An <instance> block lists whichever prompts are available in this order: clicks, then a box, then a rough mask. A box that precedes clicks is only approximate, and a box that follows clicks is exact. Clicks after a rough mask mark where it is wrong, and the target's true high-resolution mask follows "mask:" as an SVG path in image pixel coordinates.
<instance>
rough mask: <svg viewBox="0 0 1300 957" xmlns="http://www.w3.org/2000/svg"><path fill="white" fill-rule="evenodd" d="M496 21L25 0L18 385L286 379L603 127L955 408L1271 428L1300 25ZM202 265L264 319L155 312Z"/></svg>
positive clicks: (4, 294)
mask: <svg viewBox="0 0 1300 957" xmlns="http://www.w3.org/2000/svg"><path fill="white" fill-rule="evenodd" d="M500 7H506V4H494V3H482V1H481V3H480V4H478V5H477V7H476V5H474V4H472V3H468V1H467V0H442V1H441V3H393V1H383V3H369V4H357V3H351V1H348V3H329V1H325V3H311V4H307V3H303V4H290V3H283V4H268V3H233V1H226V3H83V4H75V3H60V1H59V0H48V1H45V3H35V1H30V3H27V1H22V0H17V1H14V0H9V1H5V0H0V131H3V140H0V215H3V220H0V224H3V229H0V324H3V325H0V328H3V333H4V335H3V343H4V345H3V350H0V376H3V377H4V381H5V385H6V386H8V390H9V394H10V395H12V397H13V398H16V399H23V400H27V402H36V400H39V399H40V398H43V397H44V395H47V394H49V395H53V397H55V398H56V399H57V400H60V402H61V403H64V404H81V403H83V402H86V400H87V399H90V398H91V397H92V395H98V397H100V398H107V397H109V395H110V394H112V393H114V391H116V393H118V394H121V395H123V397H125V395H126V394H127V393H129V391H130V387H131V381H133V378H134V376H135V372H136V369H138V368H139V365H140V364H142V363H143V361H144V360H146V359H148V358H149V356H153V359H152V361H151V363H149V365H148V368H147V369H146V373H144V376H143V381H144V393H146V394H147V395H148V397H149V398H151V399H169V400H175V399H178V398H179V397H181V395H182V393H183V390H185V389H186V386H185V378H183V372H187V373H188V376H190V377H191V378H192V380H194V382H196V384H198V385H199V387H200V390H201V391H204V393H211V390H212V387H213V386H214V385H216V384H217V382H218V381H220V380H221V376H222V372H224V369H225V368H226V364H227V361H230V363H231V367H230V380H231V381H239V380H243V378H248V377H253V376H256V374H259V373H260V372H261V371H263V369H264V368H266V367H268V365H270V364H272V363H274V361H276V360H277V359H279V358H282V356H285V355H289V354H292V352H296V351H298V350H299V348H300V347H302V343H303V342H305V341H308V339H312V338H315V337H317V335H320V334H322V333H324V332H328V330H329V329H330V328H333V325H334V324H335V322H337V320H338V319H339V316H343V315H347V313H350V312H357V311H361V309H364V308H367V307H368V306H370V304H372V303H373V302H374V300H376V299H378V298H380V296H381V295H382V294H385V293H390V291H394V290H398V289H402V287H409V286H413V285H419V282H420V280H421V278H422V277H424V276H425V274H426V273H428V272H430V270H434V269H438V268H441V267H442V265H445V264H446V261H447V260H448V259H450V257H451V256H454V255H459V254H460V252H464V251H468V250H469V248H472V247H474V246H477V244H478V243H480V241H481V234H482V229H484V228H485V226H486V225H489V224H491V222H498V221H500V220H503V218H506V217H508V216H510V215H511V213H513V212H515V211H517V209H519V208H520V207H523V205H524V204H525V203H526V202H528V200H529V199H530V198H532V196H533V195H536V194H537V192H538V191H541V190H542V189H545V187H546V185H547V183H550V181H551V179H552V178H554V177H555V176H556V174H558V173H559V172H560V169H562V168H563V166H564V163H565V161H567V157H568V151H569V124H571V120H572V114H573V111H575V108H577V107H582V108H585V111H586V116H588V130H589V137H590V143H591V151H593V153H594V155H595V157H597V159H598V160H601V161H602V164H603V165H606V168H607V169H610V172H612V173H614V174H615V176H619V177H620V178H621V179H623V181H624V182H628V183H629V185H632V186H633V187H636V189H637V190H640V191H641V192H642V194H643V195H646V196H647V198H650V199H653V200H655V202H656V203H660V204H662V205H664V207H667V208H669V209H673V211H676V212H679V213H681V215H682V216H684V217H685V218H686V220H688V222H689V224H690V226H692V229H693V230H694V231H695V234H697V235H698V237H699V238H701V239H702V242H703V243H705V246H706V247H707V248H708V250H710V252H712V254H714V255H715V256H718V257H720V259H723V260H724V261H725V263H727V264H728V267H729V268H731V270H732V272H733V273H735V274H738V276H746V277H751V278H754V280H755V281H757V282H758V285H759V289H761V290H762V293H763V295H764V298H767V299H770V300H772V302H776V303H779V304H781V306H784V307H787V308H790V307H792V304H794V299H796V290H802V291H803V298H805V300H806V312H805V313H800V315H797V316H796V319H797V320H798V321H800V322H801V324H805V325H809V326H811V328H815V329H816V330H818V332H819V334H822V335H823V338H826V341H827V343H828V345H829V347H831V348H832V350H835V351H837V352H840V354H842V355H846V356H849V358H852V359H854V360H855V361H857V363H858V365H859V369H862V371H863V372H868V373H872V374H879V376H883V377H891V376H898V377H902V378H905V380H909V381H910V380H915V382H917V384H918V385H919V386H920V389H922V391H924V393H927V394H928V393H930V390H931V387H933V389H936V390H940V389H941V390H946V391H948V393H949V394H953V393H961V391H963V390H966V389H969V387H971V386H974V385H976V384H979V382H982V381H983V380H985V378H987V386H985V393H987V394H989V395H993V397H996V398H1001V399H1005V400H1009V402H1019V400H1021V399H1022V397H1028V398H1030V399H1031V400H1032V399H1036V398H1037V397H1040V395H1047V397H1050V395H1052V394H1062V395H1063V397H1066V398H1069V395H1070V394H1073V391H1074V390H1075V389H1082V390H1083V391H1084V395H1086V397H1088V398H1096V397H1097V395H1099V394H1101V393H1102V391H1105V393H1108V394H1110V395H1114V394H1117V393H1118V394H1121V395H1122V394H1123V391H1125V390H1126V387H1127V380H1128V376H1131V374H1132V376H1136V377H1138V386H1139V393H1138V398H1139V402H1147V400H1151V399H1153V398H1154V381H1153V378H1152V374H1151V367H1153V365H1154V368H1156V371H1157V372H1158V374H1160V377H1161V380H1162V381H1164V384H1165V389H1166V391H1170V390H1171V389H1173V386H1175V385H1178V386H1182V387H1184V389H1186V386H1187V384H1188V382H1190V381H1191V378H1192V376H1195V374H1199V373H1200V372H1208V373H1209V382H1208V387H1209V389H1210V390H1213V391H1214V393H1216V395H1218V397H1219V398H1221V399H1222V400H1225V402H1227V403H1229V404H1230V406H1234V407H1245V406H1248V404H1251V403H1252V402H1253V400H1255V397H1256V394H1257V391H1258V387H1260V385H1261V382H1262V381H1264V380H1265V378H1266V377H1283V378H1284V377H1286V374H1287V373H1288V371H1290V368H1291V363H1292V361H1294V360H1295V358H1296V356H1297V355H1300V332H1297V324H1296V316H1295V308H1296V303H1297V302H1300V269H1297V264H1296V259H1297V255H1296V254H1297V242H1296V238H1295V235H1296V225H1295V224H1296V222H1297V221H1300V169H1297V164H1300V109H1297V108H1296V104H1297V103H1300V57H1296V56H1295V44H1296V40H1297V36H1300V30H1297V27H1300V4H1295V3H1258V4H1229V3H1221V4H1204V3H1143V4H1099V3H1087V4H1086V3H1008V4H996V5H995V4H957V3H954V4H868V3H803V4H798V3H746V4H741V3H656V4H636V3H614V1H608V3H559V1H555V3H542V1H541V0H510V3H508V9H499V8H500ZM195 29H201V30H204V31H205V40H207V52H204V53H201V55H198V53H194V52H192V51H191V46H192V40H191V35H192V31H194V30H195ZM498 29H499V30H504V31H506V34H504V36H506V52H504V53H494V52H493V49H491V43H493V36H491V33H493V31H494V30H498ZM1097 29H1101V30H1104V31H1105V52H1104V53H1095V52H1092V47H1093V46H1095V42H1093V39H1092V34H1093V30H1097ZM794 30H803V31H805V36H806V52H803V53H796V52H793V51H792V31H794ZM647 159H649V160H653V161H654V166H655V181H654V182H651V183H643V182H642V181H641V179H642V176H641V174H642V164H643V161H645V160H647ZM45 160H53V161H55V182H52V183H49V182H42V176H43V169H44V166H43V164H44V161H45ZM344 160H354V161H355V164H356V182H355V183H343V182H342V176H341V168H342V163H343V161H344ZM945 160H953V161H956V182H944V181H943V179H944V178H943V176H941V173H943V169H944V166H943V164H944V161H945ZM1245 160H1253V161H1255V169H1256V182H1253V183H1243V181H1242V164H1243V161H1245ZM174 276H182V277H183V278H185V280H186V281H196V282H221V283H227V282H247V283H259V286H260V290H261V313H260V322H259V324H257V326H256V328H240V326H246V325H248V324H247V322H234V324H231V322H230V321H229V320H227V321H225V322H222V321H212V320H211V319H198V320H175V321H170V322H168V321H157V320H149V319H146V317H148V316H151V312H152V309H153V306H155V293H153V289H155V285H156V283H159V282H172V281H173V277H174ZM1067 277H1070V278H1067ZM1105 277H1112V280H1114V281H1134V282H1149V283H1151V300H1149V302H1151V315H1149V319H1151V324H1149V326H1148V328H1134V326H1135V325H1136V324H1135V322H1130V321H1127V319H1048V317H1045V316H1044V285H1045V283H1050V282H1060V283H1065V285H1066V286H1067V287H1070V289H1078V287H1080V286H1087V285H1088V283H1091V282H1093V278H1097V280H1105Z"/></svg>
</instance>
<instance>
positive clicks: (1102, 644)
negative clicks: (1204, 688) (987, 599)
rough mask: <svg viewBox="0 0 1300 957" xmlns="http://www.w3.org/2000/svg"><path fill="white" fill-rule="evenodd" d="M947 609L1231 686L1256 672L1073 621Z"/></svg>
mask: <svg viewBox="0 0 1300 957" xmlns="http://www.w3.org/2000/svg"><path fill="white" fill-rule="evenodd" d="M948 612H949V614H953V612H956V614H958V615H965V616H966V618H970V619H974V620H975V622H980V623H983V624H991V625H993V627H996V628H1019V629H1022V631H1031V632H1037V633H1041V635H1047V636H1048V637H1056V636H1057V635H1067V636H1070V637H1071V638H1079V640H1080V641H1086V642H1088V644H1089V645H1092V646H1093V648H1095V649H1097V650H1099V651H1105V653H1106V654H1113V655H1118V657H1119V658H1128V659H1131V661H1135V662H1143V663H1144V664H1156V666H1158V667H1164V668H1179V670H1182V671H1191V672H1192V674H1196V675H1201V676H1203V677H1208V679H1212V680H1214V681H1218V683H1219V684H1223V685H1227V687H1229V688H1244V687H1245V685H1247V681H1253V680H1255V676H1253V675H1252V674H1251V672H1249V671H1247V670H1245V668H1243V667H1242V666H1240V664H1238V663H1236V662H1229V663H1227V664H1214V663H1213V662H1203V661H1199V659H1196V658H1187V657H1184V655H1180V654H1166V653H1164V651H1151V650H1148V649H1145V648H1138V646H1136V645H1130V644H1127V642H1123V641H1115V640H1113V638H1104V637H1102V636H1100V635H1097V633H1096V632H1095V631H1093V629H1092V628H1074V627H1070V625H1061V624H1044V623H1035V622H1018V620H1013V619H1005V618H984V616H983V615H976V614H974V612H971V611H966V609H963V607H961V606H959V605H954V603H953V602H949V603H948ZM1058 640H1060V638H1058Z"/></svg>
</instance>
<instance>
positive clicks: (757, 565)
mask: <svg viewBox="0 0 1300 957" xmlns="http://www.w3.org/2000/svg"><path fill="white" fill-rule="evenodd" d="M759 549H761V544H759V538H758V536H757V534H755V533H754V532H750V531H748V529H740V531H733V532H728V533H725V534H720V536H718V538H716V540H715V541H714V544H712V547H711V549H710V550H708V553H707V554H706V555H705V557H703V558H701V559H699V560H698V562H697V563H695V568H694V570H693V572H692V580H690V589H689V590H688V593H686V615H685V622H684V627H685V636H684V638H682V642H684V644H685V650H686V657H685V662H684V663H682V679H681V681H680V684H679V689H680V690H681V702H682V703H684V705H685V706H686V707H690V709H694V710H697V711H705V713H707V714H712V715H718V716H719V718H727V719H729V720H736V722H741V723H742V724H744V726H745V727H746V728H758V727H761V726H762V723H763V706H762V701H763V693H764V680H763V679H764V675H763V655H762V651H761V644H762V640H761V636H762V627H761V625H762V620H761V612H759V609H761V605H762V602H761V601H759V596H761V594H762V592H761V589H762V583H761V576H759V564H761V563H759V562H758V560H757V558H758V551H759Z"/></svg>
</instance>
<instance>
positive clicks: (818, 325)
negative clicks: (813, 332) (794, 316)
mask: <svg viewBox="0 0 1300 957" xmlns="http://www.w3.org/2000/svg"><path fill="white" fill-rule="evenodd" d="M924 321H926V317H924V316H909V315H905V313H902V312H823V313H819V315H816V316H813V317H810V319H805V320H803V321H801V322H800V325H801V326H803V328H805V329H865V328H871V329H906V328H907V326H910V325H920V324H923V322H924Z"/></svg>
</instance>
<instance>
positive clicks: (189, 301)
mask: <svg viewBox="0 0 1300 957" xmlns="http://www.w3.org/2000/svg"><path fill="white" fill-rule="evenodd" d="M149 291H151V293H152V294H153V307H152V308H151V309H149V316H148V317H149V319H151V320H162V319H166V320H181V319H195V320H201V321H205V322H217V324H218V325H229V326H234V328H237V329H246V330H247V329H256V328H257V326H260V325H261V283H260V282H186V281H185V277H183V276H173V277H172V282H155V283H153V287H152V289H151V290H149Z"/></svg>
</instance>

* [BRIEF]: Reproduce the listing starting at its beginning and ending at the line that contains "positive clicks: (4, 294)", changing "approximate" to "loose" and keeping everything else the same.

* [SOLUTION FOR THIS PROBLEM]:
An <instance> block lists whichever prompts are available in this order: clicks, then a box, then a rough mask. A box that precedes clicks is only loose, and a box that follows clicks is exact. Clicks after a rough mask mark where it is wrong, and the target's true high-resolution mask follows "mask:" as an SVG path in image pixel coordinates.
<instance>
rough mask: <svg viewBox="0 0 1300 957" xmlns="http://www.w3.org/2000/svg"><path fill="white" fill-rule="evenodd" d="M496 21L25 0L18 385L286 379L603 127L955 408L1271 428L1300 25ZM202 265L264 319L155 312Z"/></svg>
positive clicks: (4, 294)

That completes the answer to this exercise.